▸ **Extracted material**:
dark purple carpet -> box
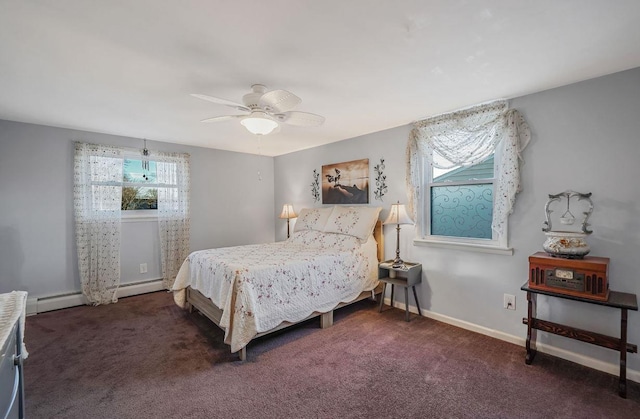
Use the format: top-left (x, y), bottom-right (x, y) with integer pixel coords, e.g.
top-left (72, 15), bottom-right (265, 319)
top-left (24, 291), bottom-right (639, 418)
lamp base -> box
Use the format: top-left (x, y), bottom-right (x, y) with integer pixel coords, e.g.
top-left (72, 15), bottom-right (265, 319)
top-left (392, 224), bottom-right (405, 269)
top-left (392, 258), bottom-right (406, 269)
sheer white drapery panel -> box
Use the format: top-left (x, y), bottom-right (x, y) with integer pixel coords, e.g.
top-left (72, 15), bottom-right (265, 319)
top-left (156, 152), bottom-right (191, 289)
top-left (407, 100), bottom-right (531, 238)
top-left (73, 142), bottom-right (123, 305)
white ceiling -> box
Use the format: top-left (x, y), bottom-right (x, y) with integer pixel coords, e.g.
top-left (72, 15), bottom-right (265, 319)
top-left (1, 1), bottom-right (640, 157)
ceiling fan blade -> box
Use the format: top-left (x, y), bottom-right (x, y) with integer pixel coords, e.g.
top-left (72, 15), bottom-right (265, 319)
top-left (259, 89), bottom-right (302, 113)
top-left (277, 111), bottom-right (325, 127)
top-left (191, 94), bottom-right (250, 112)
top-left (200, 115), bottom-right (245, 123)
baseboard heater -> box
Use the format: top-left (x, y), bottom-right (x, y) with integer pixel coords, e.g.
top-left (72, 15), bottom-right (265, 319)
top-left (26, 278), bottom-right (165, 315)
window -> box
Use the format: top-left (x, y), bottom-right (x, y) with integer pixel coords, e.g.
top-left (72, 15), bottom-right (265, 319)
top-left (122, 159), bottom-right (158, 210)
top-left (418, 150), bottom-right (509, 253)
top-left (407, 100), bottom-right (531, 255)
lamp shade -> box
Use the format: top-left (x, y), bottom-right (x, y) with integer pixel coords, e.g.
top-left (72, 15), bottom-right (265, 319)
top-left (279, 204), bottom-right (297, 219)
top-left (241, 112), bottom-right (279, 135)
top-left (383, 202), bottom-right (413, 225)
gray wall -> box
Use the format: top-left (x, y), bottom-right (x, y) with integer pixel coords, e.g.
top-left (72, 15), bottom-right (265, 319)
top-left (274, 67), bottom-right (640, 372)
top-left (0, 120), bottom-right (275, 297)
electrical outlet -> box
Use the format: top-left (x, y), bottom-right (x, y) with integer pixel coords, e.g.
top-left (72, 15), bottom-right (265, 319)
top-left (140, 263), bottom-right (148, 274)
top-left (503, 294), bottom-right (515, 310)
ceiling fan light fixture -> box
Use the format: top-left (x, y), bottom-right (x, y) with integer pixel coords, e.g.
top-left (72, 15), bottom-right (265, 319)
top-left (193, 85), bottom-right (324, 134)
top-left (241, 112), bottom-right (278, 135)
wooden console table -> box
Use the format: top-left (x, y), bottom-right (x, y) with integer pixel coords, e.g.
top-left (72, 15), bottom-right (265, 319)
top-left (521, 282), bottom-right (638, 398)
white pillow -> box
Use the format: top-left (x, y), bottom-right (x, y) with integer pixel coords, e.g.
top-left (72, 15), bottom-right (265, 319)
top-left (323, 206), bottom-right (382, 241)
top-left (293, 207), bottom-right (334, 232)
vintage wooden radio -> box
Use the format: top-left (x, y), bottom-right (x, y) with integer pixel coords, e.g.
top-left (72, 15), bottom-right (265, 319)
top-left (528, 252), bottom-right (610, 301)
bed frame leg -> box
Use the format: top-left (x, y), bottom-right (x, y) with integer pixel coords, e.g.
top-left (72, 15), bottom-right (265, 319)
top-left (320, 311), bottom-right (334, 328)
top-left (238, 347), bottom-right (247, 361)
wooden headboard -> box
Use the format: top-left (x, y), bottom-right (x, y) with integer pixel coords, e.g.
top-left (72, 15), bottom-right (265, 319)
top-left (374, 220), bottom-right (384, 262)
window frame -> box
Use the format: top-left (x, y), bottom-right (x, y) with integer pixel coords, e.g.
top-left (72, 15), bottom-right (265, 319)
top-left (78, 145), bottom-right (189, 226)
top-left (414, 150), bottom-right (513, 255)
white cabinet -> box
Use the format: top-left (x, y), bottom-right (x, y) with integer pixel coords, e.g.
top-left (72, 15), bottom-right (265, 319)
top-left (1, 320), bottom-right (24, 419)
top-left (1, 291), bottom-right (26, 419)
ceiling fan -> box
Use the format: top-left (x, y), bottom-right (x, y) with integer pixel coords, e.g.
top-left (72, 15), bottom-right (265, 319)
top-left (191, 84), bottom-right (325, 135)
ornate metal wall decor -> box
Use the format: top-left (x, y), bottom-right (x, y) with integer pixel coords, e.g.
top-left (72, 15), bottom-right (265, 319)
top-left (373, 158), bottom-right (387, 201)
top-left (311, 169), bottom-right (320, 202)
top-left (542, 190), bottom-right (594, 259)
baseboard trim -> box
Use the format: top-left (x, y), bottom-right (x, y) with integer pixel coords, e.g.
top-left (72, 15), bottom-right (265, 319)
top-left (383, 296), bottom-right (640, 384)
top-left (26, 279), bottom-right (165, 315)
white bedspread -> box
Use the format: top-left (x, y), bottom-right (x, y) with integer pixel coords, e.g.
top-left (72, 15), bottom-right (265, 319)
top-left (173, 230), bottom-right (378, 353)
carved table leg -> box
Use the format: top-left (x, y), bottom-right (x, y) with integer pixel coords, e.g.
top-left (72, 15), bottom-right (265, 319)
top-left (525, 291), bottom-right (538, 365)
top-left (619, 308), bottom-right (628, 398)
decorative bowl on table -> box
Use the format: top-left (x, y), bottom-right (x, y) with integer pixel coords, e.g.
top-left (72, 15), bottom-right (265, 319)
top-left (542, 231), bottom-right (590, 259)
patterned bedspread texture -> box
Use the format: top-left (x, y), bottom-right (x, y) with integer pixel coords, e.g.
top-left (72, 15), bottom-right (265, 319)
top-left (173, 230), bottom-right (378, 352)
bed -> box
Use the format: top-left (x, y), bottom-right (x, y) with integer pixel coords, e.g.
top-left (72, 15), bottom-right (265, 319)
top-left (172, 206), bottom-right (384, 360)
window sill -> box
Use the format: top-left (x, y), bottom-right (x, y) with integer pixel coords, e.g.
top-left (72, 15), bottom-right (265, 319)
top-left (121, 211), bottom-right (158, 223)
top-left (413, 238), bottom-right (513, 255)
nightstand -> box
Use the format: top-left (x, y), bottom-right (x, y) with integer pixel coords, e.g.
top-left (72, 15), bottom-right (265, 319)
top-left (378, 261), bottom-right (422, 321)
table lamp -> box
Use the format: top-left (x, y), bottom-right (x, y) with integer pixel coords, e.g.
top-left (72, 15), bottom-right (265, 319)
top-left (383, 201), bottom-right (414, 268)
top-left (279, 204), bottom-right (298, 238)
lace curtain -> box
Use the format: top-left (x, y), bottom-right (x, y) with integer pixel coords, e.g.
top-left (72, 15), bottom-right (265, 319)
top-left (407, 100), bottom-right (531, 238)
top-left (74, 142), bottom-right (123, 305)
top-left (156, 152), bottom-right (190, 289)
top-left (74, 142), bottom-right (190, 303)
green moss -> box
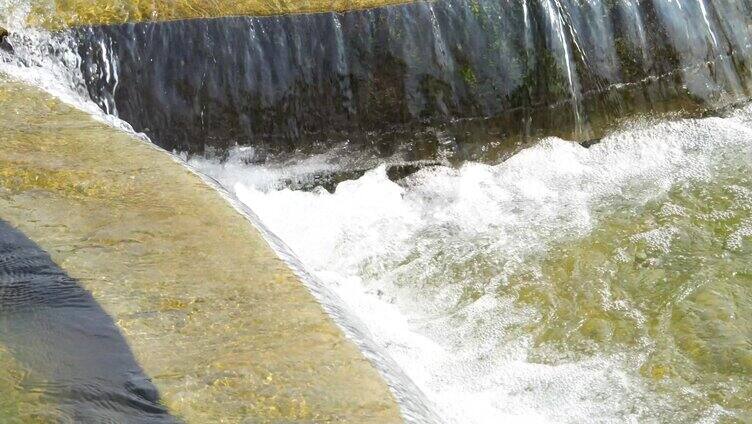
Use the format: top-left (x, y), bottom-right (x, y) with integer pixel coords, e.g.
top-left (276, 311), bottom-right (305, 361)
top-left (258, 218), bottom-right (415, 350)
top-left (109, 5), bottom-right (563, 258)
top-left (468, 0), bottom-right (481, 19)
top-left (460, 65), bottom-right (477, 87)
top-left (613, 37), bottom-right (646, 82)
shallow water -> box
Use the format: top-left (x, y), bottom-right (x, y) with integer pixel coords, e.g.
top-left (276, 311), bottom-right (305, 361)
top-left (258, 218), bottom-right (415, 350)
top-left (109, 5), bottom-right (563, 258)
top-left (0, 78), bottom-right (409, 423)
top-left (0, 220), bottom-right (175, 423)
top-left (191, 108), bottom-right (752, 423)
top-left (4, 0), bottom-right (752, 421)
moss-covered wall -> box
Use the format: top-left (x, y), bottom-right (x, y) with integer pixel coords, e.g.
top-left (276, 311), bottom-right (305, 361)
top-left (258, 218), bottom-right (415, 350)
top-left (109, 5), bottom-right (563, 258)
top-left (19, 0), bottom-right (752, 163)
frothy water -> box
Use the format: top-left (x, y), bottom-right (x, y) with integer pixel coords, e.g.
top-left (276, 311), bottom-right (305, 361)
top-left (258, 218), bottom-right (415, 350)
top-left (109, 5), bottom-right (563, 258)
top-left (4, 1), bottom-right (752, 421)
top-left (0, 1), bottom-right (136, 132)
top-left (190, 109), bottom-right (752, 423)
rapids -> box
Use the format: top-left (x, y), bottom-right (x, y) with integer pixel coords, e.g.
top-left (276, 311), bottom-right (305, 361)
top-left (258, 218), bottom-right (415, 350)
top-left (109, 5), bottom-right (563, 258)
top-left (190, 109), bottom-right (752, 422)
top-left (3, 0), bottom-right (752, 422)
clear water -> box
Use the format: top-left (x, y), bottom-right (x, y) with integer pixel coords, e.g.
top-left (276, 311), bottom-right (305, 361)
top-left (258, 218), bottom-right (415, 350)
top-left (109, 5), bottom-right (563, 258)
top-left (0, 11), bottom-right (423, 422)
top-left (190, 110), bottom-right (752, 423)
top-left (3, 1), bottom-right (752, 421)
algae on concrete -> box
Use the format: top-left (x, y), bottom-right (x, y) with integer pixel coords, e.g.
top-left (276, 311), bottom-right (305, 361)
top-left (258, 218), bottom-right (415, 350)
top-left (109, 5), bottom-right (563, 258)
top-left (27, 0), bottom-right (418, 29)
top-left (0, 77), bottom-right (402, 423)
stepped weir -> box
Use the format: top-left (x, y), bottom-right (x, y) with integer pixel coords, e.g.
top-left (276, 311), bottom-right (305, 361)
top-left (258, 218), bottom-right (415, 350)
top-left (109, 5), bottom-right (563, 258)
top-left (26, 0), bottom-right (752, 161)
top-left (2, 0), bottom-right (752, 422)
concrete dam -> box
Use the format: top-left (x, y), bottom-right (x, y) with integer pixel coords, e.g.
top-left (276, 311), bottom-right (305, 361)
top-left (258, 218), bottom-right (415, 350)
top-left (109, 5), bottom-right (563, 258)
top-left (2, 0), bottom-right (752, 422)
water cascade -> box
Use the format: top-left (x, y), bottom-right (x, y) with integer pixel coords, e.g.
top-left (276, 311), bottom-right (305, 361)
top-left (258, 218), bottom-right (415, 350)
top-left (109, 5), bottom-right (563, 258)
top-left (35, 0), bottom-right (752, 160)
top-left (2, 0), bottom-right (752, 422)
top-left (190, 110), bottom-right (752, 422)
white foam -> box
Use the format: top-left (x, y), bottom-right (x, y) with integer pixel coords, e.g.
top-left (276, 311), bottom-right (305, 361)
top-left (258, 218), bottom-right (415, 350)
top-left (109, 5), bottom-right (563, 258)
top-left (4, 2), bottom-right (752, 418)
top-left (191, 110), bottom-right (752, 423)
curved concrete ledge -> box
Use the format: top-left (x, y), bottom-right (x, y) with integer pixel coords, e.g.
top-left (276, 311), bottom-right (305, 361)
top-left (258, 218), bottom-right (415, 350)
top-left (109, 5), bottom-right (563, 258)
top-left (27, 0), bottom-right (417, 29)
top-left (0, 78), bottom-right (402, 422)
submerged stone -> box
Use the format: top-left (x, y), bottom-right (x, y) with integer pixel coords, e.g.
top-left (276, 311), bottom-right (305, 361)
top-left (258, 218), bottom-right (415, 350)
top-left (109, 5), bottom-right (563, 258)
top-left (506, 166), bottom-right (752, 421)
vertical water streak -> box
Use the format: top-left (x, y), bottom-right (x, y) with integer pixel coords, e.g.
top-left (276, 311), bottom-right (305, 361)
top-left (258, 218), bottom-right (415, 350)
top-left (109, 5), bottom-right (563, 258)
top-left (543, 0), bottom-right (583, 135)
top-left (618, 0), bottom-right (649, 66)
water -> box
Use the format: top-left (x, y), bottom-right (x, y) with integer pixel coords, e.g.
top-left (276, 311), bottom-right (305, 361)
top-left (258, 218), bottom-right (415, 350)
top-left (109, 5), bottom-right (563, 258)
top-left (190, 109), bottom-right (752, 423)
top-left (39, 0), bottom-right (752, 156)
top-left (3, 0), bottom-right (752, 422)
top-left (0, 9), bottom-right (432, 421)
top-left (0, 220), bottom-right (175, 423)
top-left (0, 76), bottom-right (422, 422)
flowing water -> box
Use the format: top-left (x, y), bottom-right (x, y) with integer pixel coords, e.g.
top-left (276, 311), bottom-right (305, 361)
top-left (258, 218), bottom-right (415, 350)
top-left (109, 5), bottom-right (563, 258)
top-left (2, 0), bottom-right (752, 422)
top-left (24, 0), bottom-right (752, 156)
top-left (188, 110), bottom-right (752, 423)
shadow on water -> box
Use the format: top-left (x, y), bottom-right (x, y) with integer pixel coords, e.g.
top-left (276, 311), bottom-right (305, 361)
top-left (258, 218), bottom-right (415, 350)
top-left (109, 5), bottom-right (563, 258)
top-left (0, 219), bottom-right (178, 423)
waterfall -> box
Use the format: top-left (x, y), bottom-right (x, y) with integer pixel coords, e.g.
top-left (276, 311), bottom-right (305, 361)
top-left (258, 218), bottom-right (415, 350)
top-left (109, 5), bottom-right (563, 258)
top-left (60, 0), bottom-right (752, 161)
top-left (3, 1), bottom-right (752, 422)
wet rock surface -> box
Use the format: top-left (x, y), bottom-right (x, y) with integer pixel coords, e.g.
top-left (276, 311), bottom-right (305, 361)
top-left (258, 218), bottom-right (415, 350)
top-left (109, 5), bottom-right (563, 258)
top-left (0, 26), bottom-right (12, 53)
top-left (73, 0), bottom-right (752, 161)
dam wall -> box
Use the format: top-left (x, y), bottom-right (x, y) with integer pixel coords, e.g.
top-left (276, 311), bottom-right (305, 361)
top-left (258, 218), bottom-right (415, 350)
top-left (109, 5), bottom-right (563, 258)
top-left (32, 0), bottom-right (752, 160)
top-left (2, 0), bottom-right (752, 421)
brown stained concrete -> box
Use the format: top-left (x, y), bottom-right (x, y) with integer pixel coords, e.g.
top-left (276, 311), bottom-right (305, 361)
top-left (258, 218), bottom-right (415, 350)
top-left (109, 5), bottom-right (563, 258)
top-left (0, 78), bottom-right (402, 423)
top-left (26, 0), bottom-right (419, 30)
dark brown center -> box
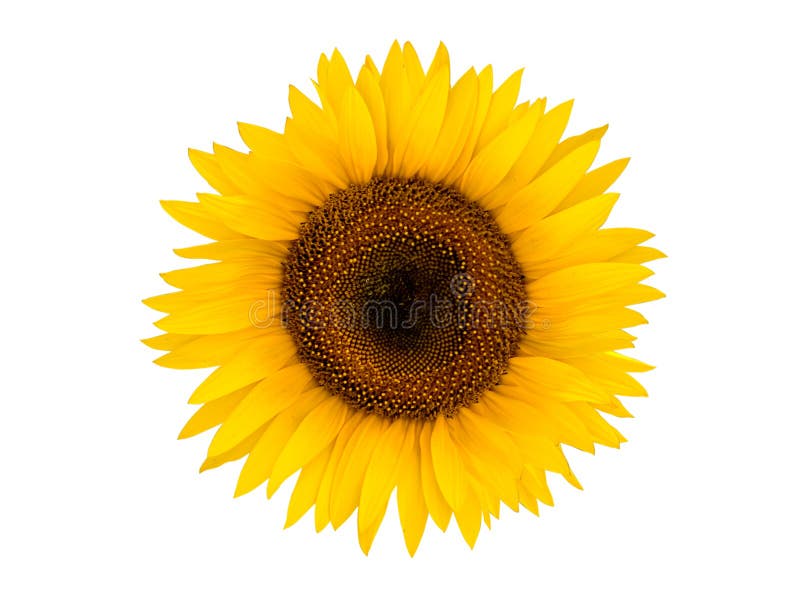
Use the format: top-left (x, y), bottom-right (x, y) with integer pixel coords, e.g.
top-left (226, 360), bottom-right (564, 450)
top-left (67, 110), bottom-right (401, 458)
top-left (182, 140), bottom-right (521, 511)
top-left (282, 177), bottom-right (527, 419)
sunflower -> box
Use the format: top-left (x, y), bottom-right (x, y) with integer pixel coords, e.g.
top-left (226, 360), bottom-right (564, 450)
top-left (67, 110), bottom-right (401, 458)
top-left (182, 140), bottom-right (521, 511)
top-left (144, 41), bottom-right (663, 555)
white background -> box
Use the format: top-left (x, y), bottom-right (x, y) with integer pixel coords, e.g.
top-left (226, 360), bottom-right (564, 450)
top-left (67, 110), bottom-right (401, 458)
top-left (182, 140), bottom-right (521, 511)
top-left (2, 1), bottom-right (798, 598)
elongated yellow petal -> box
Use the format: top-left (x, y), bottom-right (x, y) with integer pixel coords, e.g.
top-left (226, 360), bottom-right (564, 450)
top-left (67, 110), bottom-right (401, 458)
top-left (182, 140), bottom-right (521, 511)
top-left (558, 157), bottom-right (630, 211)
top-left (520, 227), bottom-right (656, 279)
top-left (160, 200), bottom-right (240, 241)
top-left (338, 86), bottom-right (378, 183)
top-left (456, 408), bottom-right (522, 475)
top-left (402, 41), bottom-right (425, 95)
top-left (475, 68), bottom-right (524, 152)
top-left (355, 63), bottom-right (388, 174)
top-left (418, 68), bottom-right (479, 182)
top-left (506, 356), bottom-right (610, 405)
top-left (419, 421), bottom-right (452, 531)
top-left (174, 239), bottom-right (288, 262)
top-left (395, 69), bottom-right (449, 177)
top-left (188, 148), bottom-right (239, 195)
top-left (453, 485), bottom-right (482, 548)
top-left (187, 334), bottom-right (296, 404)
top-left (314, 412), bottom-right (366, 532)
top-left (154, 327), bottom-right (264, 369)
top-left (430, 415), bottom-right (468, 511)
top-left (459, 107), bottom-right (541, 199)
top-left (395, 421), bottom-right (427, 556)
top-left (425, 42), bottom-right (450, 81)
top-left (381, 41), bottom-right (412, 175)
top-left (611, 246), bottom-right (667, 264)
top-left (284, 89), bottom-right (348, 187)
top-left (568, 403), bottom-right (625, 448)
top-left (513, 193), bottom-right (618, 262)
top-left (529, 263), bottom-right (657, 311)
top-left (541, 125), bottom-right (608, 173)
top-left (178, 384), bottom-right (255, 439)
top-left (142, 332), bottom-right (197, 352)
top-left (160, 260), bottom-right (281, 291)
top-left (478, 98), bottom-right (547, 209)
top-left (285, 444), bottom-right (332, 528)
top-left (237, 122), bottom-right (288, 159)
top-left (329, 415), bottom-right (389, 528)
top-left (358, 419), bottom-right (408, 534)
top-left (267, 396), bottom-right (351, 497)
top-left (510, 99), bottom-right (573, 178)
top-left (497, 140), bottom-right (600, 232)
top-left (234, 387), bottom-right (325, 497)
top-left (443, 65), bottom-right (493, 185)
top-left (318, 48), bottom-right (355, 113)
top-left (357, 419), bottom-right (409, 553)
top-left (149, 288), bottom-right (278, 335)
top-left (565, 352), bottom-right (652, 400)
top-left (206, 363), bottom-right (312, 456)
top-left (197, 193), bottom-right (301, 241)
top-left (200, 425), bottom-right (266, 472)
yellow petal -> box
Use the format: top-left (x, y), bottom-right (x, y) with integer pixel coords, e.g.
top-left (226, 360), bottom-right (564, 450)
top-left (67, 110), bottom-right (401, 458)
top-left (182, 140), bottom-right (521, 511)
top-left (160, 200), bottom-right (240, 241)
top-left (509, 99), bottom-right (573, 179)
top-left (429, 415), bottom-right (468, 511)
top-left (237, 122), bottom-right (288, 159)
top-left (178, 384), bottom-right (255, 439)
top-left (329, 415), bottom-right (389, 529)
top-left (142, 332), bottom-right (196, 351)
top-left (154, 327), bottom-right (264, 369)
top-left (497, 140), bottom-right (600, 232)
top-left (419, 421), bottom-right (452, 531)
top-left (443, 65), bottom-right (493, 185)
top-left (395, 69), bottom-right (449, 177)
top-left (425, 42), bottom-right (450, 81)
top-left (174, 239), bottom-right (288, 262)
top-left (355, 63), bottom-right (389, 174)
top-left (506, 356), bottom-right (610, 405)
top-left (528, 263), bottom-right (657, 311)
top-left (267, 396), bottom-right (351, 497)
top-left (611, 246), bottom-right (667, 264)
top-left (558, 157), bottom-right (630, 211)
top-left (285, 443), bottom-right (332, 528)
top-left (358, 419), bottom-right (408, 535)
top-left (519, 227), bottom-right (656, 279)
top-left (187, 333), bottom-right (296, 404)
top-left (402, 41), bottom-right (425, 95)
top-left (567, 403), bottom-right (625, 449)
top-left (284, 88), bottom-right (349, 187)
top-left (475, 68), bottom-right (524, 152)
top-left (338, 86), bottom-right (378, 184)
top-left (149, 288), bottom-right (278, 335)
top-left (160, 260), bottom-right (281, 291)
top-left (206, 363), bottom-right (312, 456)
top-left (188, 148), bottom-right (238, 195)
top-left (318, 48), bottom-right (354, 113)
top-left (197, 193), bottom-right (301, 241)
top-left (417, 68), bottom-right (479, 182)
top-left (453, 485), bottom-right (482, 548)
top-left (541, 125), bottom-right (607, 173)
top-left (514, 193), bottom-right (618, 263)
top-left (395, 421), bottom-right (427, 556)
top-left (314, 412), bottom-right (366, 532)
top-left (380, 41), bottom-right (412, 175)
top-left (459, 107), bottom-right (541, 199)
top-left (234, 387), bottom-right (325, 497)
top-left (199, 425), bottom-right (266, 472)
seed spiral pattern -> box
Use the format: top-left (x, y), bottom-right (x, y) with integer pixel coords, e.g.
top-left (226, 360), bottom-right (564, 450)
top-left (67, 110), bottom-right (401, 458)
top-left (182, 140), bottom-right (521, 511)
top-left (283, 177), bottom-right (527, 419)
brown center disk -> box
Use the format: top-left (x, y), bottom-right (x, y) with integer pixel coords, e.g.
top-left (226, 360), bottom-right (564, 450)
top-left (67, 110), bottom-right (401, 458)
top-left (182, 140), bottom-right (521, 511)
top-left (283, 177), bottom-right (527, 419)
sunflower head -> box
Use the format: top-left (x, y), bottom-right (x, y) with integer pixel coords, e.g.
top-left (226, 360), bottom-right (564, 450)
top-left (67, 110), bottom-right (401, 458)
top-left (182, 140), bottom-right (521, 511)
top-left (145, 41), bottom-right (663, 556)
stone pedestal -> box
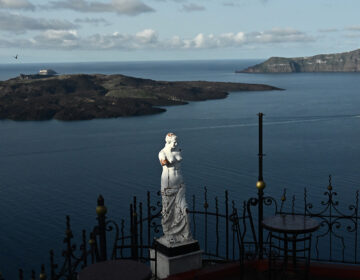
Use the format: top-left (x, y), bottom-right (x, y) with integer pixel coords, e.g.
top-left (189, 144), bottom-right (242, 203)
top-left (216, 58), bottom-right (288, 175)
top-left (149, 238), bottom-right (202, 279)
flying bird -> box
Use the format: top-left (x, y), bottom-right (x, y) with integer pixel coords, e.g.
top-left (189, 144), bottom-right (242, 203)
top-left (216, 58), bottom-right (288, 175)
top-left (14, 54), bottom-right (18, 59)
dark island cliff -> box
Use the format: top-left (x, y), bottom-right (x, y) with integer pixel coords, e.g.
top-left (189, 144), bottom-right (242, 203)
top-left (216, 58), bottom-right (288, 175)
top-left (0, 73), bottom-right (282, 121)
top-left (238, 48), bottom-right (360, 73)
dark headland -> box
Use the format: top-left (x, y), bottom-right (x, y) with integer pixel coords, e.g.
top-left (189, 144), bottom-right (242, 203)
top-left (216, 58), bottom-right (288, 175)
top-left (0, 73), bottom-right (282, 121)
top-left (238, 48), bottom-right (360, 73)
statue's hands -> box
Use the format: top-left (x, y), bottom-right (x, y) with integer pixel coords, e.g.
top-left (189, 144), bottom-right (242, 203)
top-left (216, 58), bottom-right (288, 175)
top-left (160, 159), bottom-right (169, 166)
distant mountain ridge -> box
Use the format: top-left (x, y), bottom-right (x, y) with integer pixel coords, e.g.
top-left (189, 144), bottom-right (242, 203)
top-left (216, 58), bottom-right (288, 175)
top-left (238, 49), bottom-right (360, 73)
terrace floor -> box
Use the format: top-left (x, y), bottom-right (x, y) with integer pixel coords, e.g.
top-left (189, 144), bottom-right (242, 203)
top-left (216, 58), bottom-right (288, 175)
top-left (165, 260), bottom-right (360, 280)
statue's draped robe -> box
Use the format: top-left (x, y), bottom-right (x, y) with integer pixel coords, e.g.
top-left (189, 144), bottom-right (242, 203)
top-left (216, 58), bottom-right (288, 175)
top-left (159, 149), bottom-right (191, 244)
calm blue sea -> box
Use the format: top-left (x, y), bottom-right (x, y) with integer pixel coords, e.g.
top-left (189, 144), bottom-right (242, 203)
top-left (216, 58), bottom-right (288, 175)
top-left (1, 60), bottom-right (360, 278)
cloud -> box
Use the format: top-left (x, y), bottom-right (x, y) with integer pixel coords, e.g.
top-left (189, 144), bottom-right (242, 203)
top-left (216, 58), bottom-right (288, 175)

▸ **Task directions**:
Copy every line of the listing that contains the word "brown".

▸ **Response to the exercise**:
brown stained concrete -> box
dark brown center -> box
brown center disk -> box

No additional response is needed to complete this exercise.